(TO DO): Of the entries below, copy only those lines that contain the word "instance".

Stored items from a collection:
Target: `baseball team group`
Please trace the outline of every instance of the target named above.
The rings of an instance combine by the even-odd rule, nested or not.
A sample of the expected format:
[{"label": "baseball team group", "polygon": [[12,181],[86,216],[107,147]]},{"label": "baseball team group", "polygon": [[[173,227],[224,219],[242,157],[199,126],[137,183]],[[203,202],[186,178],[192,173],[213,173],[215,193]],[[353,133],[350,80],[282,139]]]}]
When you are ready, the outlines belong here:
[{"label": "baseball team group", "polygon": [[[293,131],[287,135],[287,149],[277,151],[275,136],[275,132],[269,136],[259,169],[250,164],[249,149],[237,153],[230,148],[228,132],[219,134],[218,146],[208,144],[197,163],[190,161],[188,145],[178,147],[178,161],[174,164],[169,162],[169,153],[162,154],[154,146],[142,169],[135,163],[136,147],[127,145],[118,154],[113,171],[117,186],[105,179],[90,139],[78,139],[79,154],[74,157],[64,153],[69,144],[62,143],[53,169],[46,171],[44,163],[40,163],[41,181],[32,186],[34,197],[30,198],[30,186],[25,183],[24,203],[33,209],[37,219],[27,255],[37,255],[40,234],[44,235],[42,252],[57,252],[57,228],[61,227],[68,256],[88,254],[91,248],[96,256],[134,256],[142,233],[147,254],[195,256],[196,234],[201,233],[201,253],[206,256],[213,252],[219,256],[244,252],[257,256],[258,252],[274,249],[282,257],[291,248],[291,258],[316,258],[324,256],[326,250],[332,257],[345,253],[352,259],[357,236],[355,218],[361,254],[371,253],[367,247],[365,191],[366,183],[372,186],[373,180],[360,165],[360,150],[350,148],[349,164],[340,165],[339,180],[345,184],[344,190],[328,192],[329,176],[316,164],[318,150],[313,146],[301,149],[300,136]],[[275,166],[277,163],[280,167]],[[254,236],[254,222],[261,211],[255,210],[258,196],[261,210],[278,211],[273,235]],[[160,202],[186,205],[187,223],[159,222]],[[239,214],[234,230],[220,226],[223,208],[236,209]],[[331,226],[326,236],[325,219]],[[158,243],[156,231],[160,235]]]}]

(WRITTEN REPLY):
Please trace the outline of every instance of the target named above.
The rings of an instance combine by the even-odd rule, nested or not.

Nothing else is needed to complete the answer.